What is needed: Copy only those lines which run from the line containing "Indicate a point on each instance of the stone pillar" to the end of the entries below, both inclusive, exactly as written and with no pictures.
## Start Input rows
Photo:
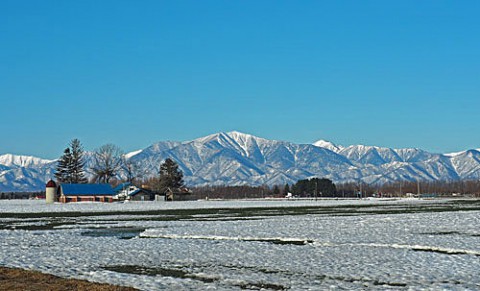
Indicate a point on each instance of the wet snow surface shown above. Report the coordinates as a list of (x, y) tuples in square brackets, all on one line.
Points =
[(253, 245)]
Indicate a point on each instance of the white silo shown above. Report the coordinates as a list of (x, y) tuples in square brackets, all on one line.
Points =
[(50, 192)]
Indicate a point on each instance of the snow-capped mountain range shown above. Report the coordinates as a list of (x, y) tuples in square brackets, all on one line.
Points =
[(236, 158)]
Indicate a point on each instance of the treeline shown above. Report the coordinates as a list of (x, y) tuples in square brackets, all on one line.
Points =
[(110, 165), (303, 188), (326, 188), (401, 188)]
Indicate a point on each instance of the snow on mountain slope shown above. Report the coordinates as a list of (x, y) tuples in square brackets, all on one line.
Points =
[(328, 145), (235, 158), (16, 161)]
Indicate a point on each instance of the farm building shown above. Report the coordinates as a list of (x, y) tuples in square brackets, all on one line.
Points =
[(128, 191), (85, 192), (178, 194)]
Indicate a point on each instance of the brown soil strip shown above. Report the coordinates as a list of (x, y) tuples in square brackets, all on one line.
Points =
[(25, 280)]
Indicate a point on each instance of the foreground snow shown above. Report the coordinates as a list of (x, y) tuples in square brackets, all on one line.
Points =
[(237, 249)]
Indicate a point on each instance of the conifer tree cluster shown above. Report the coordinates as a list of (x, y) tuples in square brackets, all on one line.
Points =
[(170, 175), (70, 165)]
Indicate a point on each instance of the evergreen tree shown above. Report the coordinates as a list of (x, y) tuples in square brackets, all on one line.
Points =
[(70, 165), (170, 176), (62, 173), (276, 190), (77, 163)]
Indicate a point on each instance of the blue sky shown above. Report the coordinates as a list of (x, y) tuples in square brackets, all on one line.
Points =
[(387, 73)]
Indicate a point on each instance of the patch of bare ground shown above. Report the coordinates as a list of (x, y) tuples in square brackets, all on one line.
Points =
[(25, 280)]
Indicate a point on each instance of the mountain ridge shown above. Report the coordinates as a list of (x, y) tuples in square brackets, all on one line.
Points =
[(235, 158)]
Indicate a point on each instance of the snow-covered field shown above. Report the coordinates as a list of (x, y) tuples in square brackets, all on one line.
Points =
[(233, 245)]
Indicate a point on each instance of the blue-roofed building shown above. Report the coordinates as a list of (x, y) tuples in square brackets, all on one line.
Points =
[(86, 193)]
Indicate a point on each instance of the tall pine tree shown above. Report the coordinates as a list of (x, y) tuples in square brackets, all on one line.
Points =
[(62, 173), (77, 163), (70, 165), (170, 175)]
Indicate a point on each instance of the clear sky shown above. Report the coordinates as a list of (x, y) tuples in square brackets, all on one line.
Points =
[(387, 73)]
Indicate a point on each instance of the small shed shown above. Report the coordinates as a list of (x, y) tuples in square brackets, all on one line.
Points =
[(178, 194), (86, 193), (140, 195), (128, 191)]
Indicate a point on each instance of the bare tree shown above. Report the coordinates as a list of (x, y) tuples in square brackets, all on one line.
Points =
[(107, 163)]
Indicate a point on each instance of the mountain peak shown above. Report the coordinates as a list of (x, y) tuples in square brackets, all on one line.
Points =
[(328, 145), (11, 160)]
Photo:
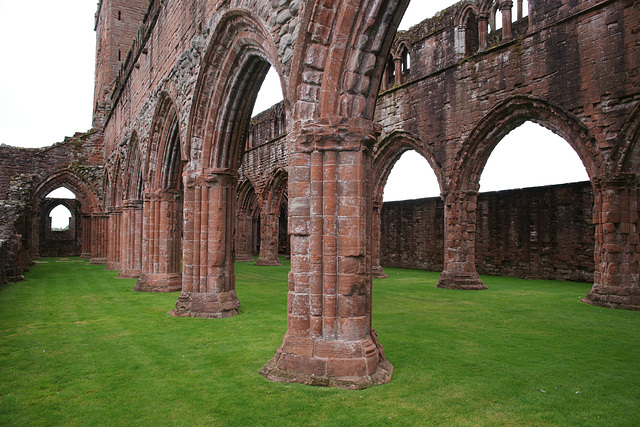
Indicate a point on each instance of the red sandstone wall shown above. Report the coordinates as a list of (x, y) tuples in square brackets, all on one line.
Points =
[(544, 232)]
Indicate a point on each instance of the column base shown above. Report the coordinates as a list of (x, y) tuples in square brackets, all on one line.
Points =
[(378, 272), (159, 283), (268, 261), (461, 281), (613, 297), (206, 305), (329, 363)]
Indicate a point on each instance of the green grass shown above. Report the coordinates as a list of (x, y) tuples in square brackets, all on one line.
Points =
[(79, 347)]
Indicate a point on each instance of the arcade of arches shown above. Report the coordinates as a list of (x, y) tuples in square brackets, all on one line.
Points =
[(175, 167)]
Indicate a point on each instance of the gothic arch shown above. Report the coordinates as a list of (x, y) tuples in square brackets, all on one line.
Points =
[(163, 203), (360, 65), (234, 67), (85, 194), (164, 163), (387, 154), (507, 116)]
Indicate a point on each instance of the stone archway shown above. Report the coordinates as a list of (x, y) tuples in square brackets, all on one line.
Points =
[(163, 204), (85, 207), (239, 56), (386, 154), (462, 187)]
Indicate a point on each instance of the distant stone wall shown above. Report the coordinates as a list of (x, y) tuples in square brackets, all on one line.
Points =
[(544, 233), (3, 262)]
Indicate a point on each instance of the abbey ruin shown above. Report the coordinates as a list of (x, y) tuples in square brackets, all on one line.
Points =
[(175, 169)]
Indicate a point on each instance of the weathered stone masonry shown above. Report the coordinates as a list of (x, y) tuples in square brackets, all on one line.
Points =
[(537, 233), (168, 171)]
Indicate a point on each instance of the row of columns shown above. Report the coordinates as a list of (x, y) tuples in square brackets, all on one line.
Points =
[(333, 225)]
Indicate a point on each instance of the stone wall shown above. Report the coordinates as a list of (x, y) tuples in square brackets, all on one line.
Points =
[(544, 233)]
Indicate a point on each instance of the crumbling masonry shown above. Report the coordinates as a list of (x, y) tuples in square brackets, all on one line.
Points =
[(175, 168)]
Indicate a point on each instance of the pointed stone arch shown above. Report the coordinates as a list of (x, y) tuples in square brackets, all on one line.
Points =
[(248, 222), (87, 205), (163, 202), (386, 154), (505, 117), (240, 53)]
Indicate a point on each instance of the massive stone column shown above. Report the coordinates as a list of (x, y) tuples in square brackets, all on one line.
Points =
[(460, 242), (113, 244), (99, 238), (378, 271), (161, 243), (616, 278), (131, 240), (269, 233), (208, 288), (329, 339)]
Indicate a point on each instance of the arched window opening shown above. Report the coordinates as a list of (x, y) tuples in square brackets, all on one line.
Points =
[(531, 156), (270, 93), (406, 60), (61, 193), (411, 178), (419, 10), (522, 9), (60, 218), (496, 18), (471, 34)]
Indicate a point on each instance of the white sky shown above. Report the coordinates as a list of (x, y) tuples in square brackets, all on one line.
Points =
[(46, 93)]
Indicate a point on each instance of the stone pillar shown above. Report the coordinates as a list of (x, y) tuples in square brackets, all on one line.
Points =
[(99, 238), (269, 234), (520, 14), (244, 238), (461, 41), (397, 62), (385, 80), (329, 339), (505, 9), (209, 288), (86, 237), (460, 242), (483, 31), (131, 240), (161, 243), (378, 271), (113, 245), (616, 252)]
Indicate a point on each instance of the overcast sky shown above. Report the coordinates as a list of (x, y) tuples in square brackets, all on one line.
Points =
[(46, 93)]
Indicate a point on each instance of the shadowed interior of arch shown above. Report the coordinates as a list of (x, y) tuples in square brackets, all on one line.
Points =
[(411, 178), (531, 156)]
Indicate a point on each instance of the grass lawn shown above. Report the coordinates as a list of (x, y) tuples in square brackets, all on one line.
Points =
[(79, 347)]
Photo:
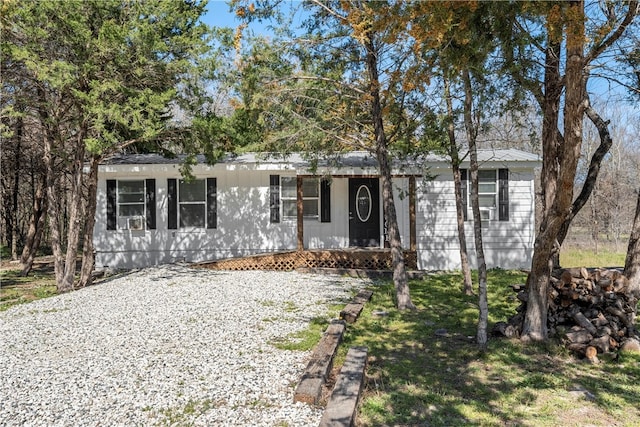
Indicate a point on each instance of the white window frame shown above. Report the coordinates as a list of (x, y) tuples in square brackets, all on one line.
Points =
[(488, 211), (130, 222), (288, 198), (191, 203)]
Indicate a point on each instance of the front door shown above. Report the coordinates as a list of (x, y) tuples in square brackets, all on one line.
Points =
[(364, 212)]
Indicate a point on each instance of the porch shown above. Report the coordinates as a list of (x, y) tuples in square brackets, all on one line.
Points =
[(340, 259)]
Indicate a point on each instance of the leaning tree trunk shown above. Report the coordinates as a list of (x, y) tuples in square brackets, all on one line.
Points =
[(88, 255), (632, 261), (557, 207), (471, 128), (16, 188), (76, 211), (400, 280), (592, 175), (457, 184), (37, 225)]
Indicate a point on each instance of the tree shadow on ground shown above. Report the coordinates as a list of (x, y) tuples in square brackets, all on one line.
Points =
[(425, 369)]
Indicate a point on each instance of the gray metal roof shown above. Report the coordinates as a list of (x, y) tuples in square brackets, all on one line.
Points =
[(360, 159)]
## End Input rows
Full output:
Indicate a point on each instance of the stone pillar shown above. Report the coordinates as a list of (x, y) tuples in square brackets, all on one line.
Points =
[(99, 238), (269, 234), (520, 14), (244, 238), (461, 41), (397, 62), (385, 80), (329, 339), (505, 9), (209, 288), (86, 237), (460, 242), (483, 31), (131, 240), (161, 243), (378, 271), (113, 245), (616, 252)]
Indicate a point on each instance of the overcast sky shown above. Report the coordinates as a list of (x, y) tuples in square brackets, all on one line.
Points =
[(46, 93)]
Indicate a point on each instance of the shadowed interior of arch shown above. Report the coordinates as a list of (x, y) tuples in square brackets, all on one line.
Points =
[(411, 178), (531, 156)]
Indicate a point on each instance of the grass lawn shown above. Report the coordinates as a list of (x, y) tuples in square brackets, all on one line.
Points =
[(79, 347)]
Photo:
Indicate a point on each instance of the white window frame shown above. Report the coordinates as a list of (x, y) tuples in square brackets, all on one line.
Points =
[(488, 211), (130, 222), (288, 198), (191, 203)]
Indicate a point on each instance of the front door shown above. Report the coordinates as a list of (x, y) tuples in square brackets, all on one line.
Points =
[(364, 212)]
Indicate a point on each instance of the porch shown above. Report the coordinates as a list of (x, y) tuples in square brackets, all on one line.
Points =
[(340, 259)]
Indicate a point on each instance of the leaning tree trunk shown above. Report the coordinates as a list of (x, y) tuples in square brackets, all on one line.
Points =
[(88, 255), (632, 261), (557, 207), (471, 128), (16, 188), (76, 211), (400, 280), (592, 175), (457, 184), (37, 225)]
Indicate a point on each instance of the tree shadow on ground shown above. Report the coordinates as a list of (x, y) tuples in square brackets, all on one line.
Points =
[(425, 369)]
Indicate a point on each instance of the gray metal roof shown above. Report the coordinates as a list of (x, y) tuples in square brackets, all on one line.
Points =
[(360, 159)]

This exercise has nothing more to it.